* _SOURCE PASSAGE_:
·····

I was truly surprised when my daughter told me about the lack of life skills her friends have. I always thought maybe I was secretly lazy and that was the basis on my insistence that my girls be able to fend for themselves, but it honestly prepares them for life far better than if I was a hands-on mom that did absolutely everything for them. They need to realize that clothing does not get worn and then neatly reappear on a hanger in the closet, ready to be worn again. They need to understand that meals do not magically appear on the table, created by singing appliances a la Beauty and the Beast.

If the country is populated by a bunch of people who can’t even cook a box of macaroni and cheese when their stoves function at optimum efficiency, how on earth will they sustain themselves when they have to not only acquire their food, but must use off-grid methods to prepare it? How can someone who requires an instruction manual to operate a digital thermostat hope to keep warm when their home environment it controlled by wood they have collected and fires they have lit with it? How can someone who is afraid of getting dirty plant a garden and shovel manure?

Did you do any of these things and live to tell the tale?

While I did make my children wear bicycle helmets and never took them on the highway in the back of a pick-up, many of the things on this list were not just allowed, they were encouraged. Before someone pipes up with outrage (because they’re *cough* offended) I’m not suggesting that you throw caution to the wind and let your kids attempt to hang-glide off the roof with a sheet attached to a kite frame. (I’ve got a scar proving that makeshift hang-gliding is, in fact, a terrible idea). Common sense evolves, and I obviously don’t recommend that you purposely put your children in unsafe situations with a high risk of injury.

But, let them be kids. Let them explore and take reasonable risks. Let them learn to live life without fear.

Raise your hand if you survived a childhood in the 60s, 70s, and 80s that included one or more of the following, frowned-upon activities (raise both hands if you bear a scar proving your daredevil participation in these dare-devilish events):

  1. Riding in the back of an open pick-up truck with a bunch of other kids
  2. Leaving the house after breakfast and not returning until the streetlights came on, at which point, you raced home, ASAP so you didn’t get in trouble
  3. Eating peanut butter and jelly sandwiches in the school cafeteria
  4. Riding your bike without a helmet
  5. Riding your bike with a buddy on the handlebars, and neither of you wearing helmets
  6. Drinking water from the hose in the yard
  7. Swimming in creeks, rivers, ponds, and lakes (or what they now call *cough* “wild swimming“)
  8. Climbing trees (One park cut the lower branches from a tree on the playground in case some stalwart child dared to climb them)
  9. Having snowball fights (and accidentally hitting someone you shouldn’t)
  10. Sledding without enough protective equipment to play a game in the NFL
  11. Carrying a pocket knife to school (or having a fishing tackle box with sharp things on school property)

·····

Saved data entries
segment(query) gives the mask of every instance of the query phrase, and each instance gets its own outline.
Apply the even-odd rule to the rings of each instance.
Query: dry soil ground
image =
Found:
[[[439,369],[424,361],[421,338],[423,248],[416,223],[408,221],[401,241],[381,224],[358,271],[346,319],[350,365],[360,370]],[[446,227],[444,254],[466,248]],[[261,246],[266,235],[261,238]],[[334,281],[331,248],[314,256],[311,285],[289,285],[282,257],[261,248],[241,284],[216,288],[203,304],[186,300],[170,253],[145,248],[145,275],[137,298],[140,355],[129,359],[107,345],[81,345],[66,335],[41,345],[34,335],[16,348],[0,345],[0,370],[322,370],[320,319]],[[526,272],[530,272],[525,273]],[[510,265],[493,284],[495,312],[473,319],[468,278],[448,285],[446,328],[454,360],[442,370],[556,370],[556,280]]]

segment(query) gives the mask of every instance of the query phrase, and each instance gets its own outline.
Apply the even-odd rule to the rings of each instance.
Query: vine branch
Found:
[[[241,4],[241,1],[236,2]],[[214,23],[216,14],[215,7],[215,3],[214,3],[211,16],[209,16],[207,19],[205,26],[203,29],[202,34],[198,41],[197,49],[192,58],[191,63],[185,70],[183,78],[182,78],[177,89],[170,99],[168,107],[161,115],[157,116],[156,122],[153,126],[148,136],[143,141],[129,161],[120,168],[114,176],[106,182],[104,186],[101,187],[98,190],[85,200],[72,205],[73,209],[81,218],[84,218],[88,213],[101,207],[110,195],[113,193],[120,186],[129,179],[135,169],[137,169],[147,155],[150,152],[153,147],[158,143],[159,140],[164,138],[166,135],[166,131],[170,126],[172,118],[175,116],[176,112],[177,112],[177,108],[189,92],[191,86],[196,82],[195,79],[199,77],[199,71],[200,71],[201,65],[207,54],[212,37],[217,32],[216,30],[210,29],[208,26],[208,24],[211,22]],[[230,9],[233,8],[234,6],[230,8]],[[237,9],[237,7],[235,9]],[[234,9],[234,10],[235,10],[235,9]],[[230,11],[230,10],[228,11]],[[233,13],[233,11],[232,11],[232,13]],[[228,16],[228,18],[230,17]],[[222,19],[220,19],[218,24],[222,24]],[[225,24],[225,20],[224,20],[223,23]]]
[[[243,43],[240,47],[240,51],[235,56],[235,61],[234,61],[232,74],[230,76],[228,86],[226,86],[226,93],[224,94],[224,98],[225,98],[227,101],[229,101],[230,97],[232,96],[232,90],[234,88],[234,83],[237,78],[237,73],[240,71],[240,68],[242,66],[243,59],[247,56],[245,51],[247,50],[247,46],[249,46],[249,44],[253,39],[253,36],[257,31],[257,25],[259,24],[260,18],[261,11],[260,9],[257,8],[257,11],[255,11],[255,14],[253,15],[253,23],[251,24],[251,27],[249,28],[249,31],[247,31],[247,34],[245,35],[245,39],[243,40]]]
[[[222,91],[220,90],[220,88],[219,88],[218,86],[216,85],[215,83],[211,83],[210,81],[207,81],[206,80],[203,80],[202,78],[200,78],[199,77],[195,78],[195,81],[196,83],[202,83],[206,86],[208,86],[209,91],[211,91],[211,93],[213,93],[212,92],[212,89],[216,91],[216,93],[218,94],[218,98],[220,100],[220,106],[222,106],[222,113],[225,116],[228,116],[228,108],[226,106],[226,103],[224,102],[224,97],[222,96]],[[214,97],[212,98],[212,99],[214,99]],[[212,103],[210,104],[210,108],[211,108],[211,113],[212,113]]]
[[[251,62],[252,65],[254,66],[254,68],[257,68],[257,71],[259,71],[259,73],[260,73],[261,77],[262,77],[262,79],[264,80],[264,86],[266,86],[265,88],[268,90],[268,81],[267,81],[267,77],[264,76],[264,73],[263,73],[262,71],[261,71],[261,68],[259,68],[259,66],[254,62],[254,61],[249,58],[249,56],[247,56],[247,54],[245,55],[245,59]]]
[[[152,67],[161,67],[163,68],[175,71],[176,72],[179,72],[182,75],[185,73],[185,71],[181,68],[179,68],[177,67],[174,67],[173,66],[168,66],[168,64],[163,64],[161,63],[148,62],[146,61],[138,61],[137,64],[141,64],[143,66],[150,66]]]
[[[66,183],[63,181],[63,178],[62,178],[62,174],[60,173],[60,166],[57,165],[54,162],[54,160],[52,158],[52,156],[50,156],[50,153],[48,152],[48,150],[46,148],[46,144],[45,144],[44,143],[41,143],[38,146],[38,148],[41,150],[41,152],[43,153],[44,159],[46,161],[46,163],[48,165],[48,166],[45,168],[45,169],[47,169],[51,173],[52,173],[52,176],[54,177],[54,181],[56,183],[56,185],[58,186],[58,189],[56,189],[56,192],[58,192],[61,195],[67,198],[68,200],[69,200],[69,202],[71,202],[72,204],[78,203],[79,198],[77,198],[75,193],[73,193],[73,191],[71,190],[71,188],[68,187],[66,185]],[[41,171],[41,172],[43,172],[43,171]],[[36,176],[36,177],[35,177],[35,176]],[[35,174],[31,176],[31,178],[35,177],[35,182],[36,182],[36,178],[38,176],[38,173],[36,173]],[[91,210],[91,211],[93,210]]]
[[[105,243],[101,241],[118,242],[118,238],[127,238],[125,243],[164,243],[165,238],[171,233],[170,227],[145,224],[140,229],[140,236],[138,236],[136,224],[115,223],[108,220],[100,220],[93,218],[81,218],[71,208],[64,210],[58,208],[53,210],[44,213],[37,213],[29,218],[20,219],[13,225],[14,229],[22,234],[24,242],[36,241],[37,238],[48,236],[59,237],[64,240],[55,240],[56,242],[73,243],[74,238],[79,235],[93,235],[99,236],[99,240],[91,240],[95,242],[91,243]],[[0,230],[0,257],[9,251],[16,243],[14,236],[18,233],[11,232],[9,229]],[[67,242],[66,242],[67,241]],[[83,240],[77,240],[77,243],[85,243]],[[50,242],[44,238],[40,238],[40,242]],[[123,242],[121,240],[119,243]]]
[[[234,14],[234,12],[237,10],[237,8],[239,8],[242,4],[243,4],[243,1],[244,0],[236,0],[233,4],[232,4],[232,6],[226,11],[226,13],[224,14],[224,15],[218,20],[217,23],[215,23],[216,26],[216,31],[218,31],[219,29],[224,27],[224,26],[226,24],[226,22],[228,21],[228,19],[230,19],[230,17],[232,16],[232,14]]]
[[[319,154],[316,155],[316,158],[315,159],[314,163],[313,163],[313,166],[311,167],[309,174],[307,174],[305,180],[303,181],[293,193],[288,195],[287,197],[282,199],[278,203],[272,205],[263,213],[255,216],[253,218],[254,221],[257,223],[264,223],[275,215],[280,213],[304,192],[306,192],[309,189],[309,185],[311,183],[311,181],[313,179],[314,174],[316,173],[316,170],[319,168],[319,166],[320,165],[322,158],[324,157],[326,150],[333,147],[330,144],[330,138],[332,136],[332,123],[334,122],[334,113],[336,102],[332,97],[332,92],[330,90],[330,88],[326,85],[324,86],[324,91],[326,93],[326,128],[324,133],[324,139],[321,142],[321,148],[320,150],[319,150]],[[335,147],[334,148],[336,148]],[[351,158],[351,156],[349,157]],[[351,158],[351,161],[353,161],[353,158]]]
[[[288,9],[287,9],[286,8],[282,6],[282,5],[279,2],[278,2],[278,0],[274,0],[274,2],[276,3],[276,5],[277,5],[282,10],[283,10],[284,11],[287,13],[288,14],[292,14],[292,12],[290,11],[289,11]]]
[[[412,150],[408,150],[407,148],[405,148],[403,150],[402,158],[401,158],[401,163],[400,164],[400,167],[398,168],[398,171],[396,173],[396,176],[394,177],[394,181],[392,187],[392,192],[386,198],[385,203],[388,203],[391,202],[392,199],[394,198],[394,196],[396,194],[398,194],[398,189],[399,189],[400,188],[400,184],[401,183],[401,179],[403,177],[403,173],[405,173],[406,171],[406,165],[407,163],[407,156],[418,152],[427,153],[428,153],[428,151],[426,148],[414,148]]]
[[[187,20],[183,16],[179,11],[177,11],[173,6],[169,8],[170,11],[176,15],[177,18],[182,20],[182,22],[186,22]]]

·····

* _WRITTEN TASKS_:
a. In the parenting essay, what does the author say proves that makeshift hang-gliding is a terrible idea?
b. Set down the part of the parenting essay that begins at the words "If the country" and stops after "and shovel manure?".
c. Take the parenting essay further from the point where it stops.
The records are separate material, apart from the parenting essay.

* _FINAL ANSWERS_:
a. A scar the author has.

b.
If the country is populated by a bunch of people who can’t even cook a box of macaroni and cheese when their stoves function at optimum efficiency, how on earth will they sustain themselves when they have to not only acquire their food, but must use off-grid methods to prepare it? How can someone who requires an instruction manual to operate a digital thermostat hope to keep warm when their home environment it controlled by wood they have collected and fires they have lit with it? How can someone who is afraid of getting dirty plant a garden and shovel manure?

c.
  12. Camping
  13. Throwing rocks at snakes in the river
  14. Playing politically incorrect games like Cowboys and Indians
  15. Playing Cops and Robbers with *gasp* toy guns
  16. Pretending to shoot each other with sticks we imagined were guns
  17. Shooting an actual gun or a bow (with *gasp* sharp arrows) at a can on a log, accompanied by our parents who gave us pointers to improve our aim. Heck, there was even a marksmanship club at my high school
  18. Saying the words “gun” or “bang” or “pow pow” (there actually a freakin’ CODE about “playing with invisible guns”)
  19. Working for your pocket money well before your teen years
  20. Taking that money to the store and buying as much penny candy as you could afford, then eating it in one sitting
  21. Eating pop rocks candy and drinking soda, just to prove we were exempt from that urban legend that said our stomachs would explode
  22. Getting so dirty that your mom washed you off with the hose in the yard before letting you come into the house to have a shower
  23. Writing lines for being a jerk at school, either on the board or on paper
  24. Playing “dangerous” games like dodgeball, kickball, tag, whiffle ball, and red rover (The Health Department of New York issued a warning about the “significant risk of injury” from these games)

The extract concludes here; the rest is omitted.